___ Extrait à lire ___

Chapitre 21 Le pied rhumatismal
1 Algorithme diagnostique
Le diagnostic de rhumatisme inflammatoire repose sur un ensemble de signes cliniques, biologiques et radiologiques. Le pied constitue, avec la main, un siège électif de l’atteinte rhumatismale inflammatoire. L’atteinte du pied est parfois inaugurale de la maladie, et il faut connaître les stratégies d’imagerie permettant le diagnostic précoce, la sévérité et le potentiel évolutif de la maladie afin d’instaurer rapidement un traitement adapté.
Polyarthrite rhumatoïde
La polyarthrite rhumatoïde (PR) est une polysynovite inflammatoire chronique touchant surtout la femme entre 50 et 60 ans. L’atteinte synoviale est articulaire et tendineuse et prédomine habituellement aux extrémités. Un diagnostic et une prise en charge précoce sont essentiels pour permettre une rémission et arrêter l’évolution vers la destruction articulaire [1]. Le rôle du radiologue est donc important pour affirmer la polysynovite et évaluer l’agressivité de la maladie. L’atteinte de l’avant-pied est quasiment constante, et dans 25 % des cas, elle peut être inaugurale.
À la phase précoce : reconnaître la synovite et rechercher des signes de gravité de la maladie
Les radiographies standard des mains et des pieds sont habituellement l’examen demandé en première intention. Un cliché bilatéral et symétrique des pieds face et déroulé est suffisant, le cliché de profil étant peu informatif pour l’avant-pied. Au stade précoce, les signes radiologiques sont absents ou très discrets : tuméfaction fusiforme des parties molles périarticulaires, hypertransparence des épiphyses articulaires décrite comme une déminéralisation en bande des métatarsophalangiennes (MTP) et qui serait corrélée à l’inflammation synoviale [2](fig. 21-1). Parfois, l’atteinte du pied est asymptomatique et précède celle de la main, de sorte que lors du bilan radiologique initial, des érosions osseuses des têtes métatarsiennes, notamment du 5e métatarsien, sont déjà présentes et font évoquer le diagnostic. Devant un premier bilan radiologique quasi normal, l’échographie et l’imagerie par résonance magnétique (IRM) sont largement recommandées, même si les critères de l’American College of Rheumatology n’incluent pas l’échographie et l’IRM dans le diagnostic positif de la maladie, contrairement au bilan radiologique standard [3].
L’échographie est largement utilisée pour la détection des synovites et pour juger l’importance de l’inflammation synoviale en doppler puissance (fig. 21-2). Son caractère non invasif, accessible, facilement répétitif et dynamique en fait l’examen de choix de la PR. On procédera à l’étude des MTP, mais aussi du médio- et de l’arrière-pied.

___

### [Travail demandé]
Répondez à ces questions sur l'extrait consacré au pied rhumatismal.
1. Dans quel pourcentage des cas l'atteinte de l'avant-pied peut-elle être inaugurale de la polyarthrite rhumatoïde ?
2. Quel cliché est peu informatif pour l'avant-pied ?
3. Quelles caractéristiques font de l'échographie l'examen de choix de la PR ?
Appuyez-vous uniquement sur l'extrait.

___ Entrées fournies ___

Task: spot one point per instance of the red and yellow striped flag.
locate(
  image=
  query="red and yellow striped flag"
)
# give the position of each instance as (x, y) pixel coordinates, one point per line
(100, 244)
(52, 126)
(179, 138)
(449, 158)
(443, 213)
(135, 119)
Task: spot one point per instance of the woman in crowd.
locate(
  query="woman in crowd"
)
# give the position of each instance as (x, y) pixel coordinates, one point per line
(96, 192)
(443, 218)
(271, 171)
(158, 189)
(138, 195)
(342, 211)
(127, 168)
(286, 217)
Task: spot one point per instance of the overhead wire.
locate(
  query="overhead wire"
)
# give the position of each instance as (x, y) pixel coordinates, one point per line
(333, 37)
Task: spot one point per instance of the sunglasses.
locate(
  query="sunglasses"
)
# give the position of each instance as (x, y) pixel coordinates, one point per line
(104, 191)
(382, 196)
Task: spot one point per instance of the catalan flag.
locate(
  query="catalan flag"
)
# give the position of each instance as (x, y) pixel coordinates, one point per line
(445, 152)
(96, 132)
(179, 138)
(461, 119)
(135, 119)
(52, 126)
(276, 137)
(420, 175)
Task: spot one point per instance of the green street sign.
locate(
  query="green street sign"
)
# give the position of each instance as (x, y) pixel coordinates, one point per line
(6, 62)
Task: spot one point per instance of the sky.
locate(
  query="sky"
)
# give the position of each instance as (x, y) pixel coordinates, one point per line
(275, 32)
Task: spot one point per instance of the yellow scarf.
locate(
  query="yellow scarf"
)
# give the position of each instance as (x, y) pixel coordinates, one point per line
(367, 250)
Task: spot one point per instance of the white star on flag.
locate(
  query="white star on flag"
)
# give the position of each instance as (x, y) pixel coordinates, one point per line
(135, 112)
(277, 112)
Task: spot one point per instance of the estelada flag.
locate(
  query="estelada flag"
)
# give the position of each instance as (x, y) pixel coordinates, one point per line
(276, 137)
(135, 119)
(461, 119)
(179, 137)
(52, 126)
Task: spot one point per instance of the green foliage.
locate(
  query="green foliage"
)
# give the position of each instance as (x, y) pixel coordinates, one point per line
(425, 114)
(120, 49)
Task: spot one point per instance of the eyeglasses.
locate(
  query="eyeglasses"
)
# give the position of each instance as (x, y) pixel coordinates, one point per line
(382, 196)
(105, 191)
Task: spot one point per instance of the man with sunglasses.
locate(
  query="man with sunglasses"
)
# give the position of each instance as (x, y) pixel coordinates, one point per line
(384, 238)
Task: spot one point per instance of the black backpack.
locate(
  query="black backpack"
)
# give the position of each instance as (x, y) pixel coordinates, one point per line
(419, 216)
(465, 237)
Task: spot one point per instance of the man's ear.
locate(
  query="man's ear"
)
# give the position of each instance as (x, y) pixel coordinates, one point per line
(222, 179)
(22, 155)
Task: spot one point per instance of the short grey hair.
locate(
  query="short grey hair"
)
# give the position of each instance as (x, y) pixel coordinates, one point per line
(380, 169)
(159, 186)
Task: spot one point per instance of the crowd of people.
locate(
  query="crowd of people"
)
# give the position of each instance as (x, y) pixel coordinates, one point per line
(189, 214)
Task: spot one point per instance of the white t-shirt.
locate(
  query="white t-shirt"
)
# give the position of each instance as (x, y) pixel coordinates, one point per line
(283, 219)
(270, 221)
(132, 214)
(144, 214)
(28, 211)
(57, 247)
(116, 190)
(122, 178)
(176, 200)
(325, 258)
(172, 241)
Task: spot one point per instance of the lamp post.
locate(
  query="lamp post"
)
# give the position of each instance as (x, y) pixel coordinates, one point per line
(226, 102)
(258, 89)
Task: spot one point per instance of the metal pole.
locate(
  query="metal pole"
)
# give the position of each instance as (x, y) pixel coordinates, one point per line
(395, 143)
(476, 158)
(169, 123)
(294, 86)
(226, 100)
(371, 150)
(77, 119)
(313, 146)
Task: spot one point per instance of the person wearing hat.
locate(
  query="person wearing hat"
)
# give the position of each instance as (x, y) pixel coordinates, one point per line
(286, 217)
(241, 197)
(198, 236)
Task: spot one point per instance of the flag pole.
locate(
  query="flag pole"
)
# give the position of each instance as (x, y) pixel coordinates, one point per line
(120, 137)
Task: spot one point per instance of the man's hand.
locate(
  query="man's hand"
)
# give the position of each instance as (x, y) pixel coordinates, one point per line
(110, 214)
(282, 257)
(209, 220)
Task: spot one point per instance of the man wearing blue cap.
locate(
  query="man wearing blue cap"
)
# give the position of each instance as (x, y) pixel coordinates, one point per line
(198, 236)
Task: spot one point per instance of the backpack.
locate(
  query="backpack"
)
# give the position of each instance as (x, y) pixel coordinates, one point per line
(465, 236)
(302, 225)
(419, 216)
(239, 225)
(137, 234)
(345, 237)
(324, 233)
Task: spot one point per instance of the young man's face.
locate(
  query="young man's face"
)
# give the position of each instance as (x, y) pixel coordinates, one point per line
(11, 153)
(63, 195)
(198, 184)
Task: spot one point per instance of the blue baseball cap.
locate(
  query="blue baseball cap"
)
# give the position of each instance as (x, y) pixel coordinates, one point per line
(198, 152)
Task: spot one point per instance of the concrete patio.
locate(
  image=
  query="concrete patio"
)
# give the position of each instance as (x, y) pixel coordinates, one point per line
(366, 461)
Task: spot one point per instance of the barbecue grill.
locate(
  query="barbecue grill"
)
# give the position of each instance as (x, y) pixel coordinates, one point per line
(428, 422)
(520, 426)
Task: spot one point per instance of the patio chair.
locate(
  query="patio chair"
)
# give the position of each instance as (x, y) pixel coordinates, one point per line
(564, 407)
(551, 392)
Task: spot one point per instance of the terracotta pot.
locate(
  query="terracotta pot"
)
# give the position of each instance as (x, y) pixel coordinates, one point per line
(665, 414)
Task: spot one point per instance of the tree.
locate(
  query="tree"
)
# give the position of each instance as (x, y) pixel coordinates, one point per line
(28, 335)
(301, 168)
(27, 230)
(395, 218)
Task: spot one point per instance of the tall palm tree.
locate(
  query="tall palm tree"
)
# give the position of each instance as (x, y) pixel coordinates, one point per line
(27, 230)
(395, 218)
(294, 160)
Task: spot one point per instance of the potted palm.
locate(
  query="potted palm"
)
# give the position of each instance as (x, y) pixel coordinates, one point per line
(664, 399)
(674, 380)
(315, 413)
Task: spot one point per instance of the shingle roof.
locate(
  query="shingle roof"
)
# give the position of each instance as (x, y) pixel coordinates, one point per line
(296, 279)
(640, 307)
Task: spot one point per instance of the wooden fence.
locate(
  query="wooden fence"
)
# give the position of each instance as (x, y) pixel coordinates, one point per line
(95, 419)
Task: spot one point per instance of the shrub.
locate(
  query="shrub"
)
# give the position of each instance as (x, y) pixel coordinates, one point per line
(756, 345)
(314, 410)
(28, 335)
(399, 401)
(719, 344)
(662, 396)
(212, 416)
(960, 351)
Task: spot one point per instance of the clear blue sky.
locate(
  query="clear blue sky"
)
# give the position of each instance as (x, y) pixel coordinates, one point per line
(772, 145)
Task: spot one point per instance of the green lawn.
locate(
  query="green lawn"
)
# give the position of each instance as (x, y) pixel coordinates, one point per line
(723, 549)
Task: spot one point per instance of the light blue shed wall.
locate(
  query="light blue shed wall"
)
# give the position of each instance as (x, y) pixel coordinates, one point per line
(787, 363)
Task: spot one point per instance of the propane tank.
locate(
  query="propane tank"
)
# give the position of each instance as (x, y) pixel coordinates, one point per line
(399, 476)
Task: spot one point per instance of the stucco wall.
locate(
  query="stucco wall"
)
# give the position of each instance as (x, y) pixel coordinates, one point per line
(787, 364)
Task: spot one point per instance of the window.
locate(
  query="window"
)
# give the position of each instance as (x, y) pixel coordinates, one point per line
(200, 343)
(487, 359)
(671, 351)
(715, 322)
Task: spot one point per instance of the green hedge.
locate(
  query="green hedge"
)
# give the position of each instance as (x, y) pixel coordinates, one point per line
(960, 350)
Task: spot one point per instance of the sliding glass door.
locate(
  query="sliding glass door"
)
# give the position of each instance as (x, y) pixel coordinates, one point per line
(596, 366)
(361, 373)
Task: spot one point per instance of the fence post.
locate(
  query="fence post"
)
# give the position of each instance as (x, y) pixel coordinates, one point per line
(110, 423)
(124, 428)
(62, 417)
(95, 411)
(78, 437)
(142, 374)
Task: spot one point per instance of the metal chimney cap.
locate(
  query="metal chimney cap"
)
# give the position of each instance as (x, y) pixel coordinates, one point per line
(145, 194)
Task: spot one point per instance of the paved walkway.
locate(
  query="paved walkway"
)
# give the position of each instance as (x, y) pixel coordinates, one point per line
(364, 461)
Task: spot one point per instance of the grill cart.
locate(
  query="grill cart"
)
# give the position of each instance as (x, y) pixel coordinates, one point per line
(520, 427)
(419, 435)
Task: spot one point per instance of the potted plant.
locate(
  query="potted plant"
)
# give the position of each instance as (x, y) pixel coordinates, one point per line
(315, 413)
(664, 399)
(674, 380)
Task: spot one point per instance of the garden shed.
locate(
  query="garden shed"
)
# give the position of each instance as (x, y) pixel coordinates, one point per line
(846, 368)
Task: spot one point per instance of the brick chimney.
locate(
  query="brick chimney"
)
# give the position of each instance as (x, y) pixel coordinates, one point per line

___

### [Réponse attendue]
1. Dans 25 % des cas.
2. Le cliché de profil.
3. Son caractère non invasif, accessible, facilement répétitif et dynamique.